§ Set problem
Reproduce the part of the material that runs from its start through the line containing "point(433, 511)", including the requests, and shift every coordinate in the answers up by 99 while leaving the requests and their sample points unchanged. Leave the pictures out of your reply.
⟨
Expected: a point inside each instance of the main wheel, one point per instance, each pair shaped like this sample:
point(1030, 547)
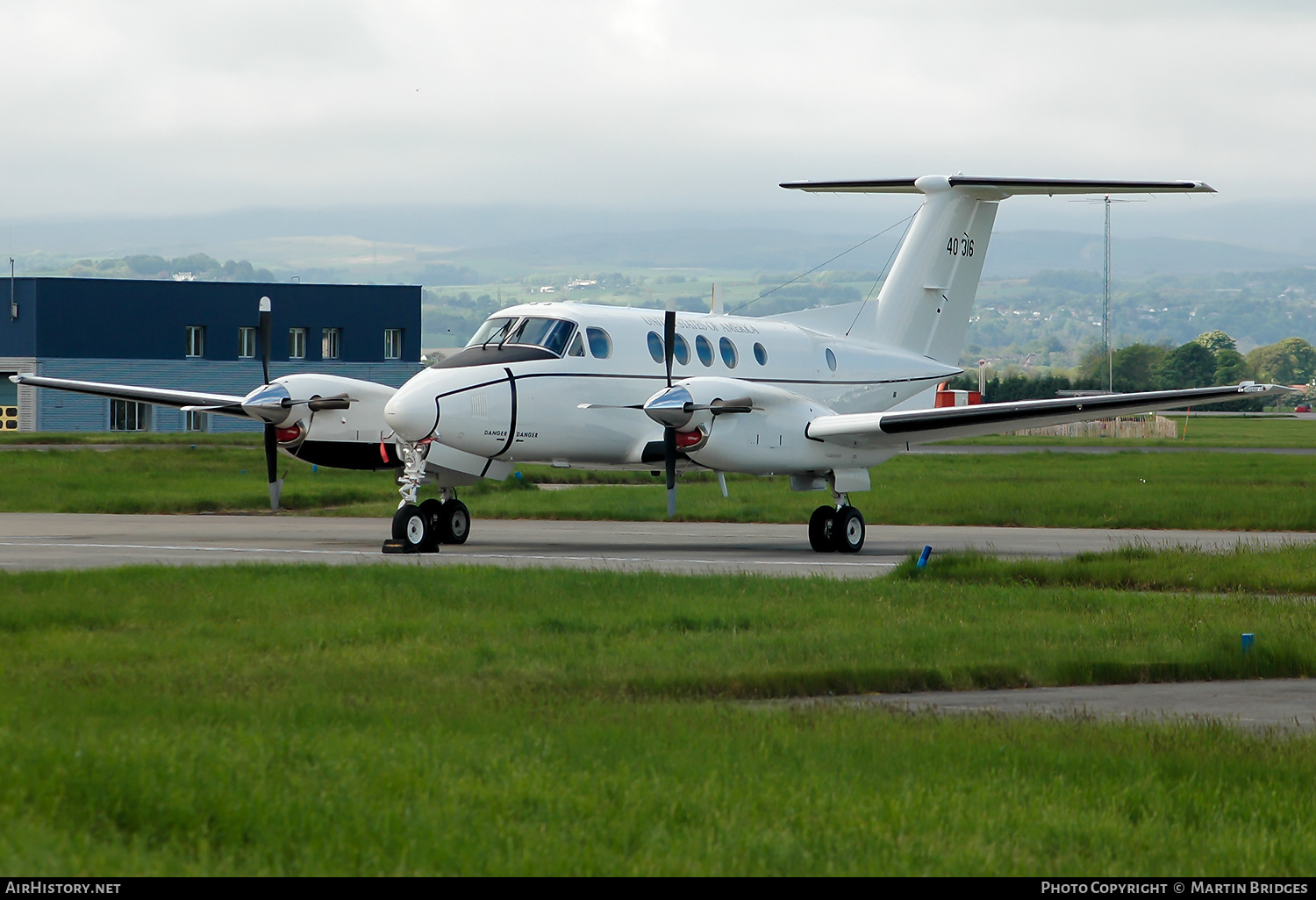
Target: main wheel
point(848, 529)
point(410, 525)
point(820, 529)
point(454, 523)
point(433, 511)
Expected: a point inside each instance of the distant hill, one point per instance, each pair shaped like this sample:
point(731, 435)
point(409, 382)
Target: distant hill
point(1020, 254)
point(1012, 254)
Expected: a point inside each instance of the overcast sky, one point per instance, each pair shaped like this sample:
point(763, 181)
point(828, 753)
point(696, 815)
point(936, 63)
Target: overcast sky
point(150, 108)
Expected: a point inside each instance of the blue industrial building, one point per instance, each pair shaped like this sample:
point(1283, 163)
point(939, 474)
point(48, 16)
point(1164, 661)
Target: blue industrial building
point(197, 336)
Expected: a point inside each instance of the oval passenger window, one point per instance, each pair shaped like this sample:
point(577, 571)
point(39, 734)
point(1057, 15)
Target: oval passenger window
point(681, 350)
point(600, 342)
point(729, 354)
point(655, 346)
point(704, 350)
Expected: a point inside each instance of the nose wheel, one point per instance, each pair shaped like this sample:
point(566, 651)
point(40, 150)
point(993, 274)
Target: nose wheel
point(837, 529)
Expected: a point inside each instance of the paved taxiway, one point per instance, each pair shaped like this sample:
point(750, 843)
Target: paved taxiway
point(1282, 703)
point(34, 541)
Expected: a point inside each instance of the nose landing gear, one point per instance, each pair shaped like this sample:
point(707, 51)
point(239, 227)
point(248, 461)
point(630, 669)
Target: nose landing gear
point(837, 529)
point(423, 526)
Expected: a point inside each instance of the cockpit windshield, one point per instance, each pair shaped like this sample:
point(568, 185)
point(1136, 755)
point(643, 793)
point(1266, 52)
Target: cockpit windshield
point(549, 333)
point(492, 331)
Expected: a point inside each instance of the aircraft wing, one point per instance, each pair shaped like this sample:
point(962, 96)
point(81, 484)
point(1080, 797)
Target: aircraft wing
point(891, 429)
point(1007, 186)
point(221, 403)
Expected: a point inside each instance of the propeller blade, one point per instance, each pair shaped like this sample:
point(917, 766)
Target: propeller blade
point(669, 339)
point(271, 465)
point(669, 453)
point(265, 341)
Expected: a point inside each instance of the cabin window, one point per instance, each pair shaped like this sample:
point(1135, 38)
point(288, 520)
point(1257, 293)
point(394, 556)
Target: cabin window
point(491, 332)
point(129, 416)
point(331, 344)
point(600, 344)
point(681, 350)
point(195, 341)
point(729, 355)
point(704, 350)
point(549, 333)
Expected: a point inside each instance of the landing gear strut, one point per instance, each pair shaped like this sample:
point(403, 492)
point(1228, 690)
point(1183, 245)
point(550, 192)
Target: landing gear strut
point(837, 528)
point(421, 528)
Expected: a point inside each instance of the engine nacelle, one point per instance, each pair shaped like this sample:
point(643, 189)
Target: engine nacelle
point(362, 420)
point(770, 439)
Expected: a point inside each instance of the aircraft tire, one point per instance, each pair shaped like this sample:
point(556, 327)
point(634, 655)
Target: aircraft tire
point(848, 529)
point(454, 523)
point(433, 512)
point(412, 528)
point(820, 529)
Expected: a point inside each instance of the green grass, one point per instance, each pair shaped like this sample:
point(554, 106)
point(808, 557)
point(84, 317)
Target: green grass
point(1191, 491)
point(184, 439)
point(399, 720)
point(1255, 431)
point(1279, 570)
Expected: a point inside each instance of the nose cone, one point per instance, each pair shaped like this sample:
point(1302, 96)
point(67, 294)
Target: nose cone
point(412, 413)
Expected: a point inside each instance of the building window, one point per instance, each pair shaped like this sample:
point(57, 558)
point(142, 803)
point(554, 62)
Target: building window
point(195, 341)
point(129, 416)
point(331, 344)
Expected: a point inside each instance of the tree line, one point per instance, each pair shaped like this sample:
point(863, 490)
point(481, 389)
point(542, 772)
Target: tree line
point(1210, 360)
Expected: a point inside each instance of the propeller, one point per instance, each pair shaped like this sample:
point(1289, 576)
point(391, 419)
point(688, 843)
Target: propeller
point(673, 408)
point(669, 432)
point(271, 436)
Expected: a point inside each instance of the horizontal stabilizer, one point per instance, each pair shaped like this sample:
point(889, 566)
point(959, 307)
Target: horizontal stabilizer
point(1002, 187)
point(891, 429)
point(220, 403)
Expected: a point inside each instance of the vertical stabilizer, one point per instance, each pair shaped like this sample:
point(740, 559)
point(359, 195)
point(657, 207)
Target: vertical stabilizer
point(926, 303)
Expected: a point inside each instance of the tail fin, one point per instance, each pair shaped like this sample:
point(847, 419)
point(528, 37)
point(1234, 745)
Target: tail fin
point(926, 303)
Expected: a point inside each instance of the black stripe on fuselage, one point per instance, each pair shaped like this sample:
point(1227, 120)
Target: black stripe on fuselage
point(511, 425)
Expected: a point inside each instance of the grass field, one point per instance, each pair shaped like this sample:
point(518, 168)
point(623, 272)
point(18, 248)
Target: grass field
point(1200, 432)
point(1279, 570)
point(1208, 489)
point(394, 720)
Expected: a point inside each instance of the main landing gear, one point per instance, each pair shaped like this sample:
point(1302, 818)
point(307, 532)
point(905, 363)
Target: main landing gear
point(837, 529)
point(423, 526)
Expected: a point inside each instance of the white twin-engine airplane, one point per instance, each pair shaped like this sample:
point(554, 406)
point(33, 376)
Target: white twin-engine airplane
point(802, 394)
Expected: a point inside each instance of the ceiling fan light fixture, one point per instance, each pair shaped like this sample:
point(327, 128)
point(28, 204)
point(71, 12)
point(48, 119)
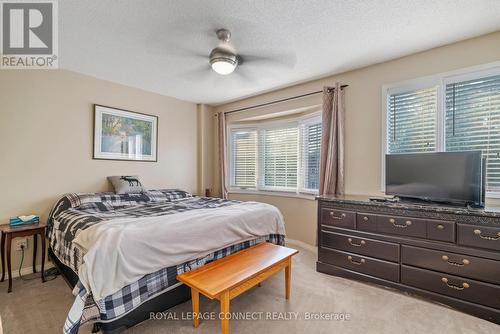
⟩
§ Correct output
Expected: a point inside each instance of the main wheel, one point per instance, each pair shaped like this sample:
point(1030, 547)
Target: main wheel
point(947, 628)
point(509, 624)
point(919, 628)
point(553, 622)
point(532, 610)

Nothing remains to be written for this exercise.